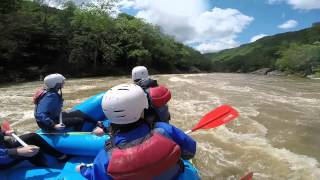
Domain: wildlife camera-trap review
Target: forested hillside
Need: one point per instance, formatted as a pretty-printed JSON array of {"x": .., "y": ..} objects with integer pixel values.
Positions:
[
  {"x": 36, "y": 40},
  {"x": 292, "y": 52}
]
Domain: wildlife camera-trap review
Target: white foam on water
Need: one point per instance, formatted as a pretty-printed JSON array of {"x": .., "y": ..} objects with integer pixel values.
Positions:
[
  {"x": 87, "y": 87},
  {"x": 178, "y": 79},
  {"x": 237, "y": 88},
  {"x": 194, "y": 75},
  {"x": 296, "y": 162}
]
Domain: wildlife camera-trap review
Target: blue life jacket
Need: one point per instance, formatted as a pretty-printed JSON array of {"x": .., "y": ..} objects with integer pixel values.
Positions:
[
  {"x": 48, "y": 110},
  {"x": 4, "y": 155},
  {"x": 99, "y": 169}
]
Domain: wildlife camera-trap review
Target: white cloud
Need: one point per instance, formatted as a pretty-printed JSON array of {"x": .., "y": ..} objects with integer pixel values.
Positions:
[
  {"x": 189, "y": 22},
  {"x": 299, "y": 4},
  {"x": 288, "y": 24},
  {"x": 256, "y": 37}
]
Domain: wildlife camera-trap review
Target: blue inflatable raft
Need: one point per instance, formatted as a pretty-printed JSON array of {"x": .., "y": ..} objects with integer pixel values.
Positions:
[{"x": 83, "y": 146}]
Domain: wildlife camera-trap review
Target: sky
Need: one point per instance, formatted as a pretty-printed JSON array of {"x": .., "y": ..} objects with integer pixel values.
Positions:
[{"x": 214, "y": 25}]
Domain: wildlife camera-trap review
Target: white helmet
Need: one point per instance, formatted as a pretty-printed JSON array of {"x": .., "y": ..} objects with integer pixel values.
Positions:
[
  {"x": 139, "y": 72},
  {"x": 124, "y": 104},
  {"x": 54, "y": 81}
]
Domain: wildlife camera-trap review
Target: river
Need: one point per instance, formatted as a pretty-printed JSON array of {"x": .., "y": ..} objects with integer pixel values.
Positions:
[{"x": 277, "y": 135}]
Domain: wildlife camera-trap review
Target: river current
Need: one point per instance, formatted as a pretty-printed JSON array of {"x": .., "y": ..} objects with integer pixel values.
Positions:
[{"x": 277, "y": 135}]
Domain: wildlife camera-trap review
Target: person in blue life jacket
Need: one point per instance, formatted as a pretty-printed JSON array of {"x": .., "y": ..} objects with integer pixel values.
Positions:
[
  {"x": 48, "y": 107},
  {"x": 135, "y": 150},
  {"x": 158, "y": 96},
  {"x": 12, "y": 153}
]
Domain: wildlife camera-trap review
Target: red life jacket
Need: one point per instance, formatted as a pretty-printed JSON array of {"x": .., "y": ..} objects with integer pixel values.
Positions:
[
  {"x": 159, "y": 95},
  {"x": 146, "y": 160},
  {"x": 38, "y": 95}
]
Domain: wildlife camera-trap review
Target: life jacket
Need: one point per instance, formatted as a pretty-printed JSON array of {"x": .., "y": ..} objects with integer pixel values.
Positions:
[
  {"x": 153, "y": 156},
  {"x": 147, "y": 83},
  {"x": 38, "y": 95},
  {"x": 159, "y": 96}
]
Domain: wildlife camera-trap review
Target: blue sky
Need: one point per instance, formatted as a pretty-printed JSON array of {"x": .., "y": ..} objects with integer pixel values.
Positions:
[
  {"x": 214, "y": 25},
  {"x": 268, "y": 16}
]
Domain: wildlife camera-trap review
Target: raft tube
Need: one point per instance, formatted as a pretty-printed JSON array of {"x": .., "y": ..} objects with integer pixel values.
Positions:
[{"x": 84, "y": 147}]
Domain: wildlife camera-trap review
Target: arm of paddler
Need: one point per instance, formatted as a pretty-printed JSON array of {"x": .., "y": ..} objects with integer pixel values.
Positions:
[{"x": 187, "y": 144}]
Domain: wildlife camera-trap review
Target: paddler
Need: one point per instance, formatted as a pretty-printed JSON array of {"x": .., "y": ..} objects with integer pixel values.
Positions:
[{"x": 135, "y": 150}]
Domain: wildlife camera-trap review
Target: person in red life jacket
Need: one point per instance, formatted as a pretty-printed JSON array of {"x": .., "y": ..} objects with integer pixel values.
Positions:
[
  {"x": 12, "y": 153},
  {"x": 48, "y": 109},
  {"x": 158, "y": 96},
  {"x": 135, "y": 150}
]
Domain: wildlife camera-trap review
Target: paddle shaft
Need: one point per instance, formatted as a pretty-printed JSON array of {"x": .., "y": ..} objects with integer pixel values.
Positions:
[{"x": 19, "y": 140}]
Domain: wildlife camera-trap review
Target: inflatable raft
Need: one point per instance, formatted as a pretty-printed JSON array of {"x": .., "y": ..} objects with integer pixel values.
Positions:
[{"x": 83, "y": 146}]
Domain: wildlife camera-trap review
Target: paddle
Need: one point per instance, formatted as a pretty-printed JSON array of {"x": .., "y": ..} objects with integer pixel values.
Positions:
[
  {"x": 247, "y": 177},
  {"x": 6, "y": 126},
  {"x": 216, "y": 117}
]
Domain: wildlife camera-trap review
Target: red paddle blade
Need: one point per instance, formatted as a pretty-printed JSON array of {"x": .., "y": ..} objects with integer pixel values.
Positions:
[
  {"x": 5, "y": 126},
  {"x": 247, "y": 177},
  {"x": 221, "y": 115}
]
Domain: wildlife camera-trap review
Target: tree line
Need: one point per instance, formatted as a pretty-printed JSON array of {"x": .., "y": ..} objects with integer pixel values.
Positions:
[{"x": 37, "y": 39}]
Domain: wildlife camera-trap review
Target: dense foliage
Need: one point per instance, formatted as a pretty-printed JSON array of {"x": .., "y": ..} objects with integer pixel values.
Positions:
[
  {"x": 292, "y": 52},
  {"x": 36, "y": 40}
]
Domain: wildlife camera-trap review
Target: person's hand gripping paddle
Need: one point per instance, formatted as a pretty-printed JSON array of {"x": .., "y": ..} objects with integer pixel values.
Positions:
[{"x": 6, "y": 127}]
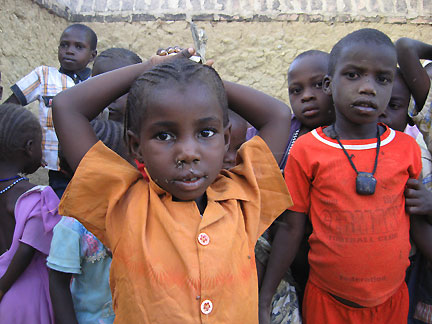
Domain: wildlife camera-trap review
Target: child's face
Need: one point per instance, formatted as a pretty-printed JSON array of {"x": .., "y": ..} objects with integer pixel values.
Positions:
[
  {"x": 396, "y": 113},
  {"x": 237, "y": 138},
  {"x": 117, "y": 109},
  {"x": 311, "y": 106},
  {"x": 182, "y": 140},
  {"x": 74, "y": 52},
  {"x": 35, "y": 153},
  {"x": 362, "y": 83}
]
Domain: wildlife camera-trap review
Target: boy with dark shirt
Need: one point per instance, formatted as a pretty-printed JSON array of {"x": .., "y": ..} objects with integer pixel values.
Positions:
[
  {"x": 77, "y": 48},
  {"x": 349, "y": 179}
]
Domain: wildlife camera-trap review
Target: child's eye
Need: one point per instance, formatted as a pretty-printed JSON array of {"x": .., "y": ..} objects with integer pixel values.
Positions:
[
  {"x": 294, "y": 91},
  {"x": 393, "y": 105},
  {"x": 352, "y": 75},
  {"x": 207, "y": 133},
  {"x": 164, "y": 136},
  {"x": 318, "y": 85},
  {"x": 383, "y": 79}
]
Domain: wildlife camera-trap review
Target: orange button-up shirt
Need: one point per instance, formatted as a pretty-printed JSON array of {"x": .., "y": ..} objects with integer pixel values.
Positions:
[{"x": 170, "y": 265}]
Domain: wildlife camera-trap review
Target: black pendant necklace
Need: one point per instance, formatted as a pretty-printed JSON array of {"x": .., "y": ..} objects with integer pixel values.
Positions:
[{"x": 365, "y": 181}]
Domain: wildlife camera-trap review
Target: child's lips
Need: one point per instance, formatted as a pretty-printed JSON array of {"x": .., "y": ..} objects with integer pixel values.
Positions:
[
  {"x": 310, "y": 111},
  {"x": 364, "y": 105},
  {"x": 190, "y": 182}
]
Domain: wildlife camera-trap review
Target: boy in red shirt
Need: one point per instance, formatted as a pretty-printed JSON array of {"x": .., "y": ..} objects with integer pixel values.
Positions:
[{"x": 349, "y": 178}]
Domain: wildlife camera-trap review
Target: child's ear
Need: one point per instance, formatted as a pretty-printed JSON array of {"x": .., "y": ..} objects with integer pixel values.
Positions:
[
  {"x": 29, "y": 148},
  {"x": 227, "y": 136},
  {"x": 133, "y": 146},
  {"x": 327, "y": 85}
]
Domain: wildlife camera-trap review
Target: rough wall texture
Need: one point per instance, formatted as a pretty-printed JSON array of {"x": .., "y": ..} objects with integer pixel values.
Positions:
[{"x": 251, "y": 53}]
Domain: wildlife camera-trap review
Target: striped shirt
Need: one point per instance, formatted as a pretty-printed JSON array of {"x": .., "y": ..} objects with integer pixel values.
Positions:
[
  {"x": 42, "y": 84},
  {"x": 423, "y": 120}
]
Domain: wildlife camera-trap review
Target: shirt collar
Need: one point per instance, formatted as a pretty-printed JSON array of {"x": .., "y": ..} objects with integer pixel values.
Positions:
[
  {"x": 79, "y": 76},
  {"x": 223, "y": 188}
]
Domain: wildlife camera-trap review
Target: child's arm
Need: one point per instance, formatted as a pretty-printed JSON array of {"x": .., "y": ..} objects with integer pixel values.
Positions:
[
  {"x": 61, "y": 297},
  {"x": 418, "y": 203},
  {"x": 409, "y": 52},
  {"x": 74, "y": 107},
  {"x": 290, "y": 230},
  {"x": 267, "y": 114},
  {"x": 19, "y": 263}
]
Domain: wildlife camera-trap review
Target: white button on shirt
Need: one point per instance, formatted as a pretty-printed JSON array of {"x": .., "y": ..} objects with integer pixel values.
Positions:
[{"x": 206, "y": 307}]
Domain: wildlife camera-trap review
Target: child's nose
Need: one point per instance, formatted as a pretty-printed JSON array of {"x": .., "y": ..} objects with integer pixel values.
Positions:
[
  {"x": 367, "y": 86},
  {"x": 307, "y": 95}
]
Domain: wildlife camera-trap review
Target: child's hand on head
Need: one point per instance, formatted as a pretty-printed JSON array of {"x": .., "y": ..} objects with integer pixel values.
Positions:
[{"x": 418, "y": 200}]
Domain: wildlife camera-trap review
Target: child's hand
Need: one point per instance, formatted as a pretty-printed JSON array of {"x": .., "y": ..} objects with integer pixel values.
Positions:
[
  {"x": 264, "y": 313},
  {"x": 418, "y": 200},
  {"x": 176, "y": 49}
]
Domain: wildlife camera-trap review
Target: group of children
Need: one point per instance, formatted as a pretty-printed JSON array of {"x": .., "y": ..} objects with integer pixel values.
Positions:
[{"x": 180, "y": 212}]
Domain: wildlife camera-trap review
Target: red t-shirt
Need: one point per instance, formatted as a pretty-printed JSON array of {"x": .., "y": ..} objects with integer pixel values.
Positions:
[{"x": 360, "y": 244}]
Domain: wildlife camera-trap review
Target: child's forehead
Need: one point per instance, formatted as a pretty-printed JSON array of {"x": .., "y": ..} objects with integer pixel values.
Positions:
[
  {"x": 184, "y": 99},
  {"x": 309, "y": 66}
]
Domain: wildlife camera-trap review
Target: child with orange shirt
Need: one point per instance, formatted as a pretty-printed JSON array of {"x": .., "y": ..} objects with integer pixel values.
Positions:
[
  {"x": 349, "y": 179},
  {"x": 182, "y": 241}
]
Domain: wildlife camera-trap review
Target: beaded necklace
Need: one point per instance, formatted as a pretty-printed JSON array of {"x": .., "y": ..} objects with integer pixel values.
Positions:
[
  {"x": 12, "y": 178},
  {"x": 12, "y": 184}
]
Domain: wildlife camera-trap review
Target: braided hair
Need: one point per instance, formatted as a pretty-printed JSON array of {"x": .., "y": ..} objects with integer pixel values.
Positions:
[
  {"x": 17, "y": 126},
  {"x": 179, "y": 71},
  {"x": 114, "y": 58}
]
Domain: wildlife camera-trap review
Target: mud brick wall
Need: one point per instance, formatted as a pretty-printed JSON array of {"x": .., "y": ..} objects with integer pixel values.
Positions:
[{"x": 252, "y": 41}]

_ _ _

## Goal of the exercise
Find every line in the records above that contains the word "person" and copy each one.

## Expected answer
Target: person in blue life jacket
Target: person in red life jacket
Target: person's hand gripping paddle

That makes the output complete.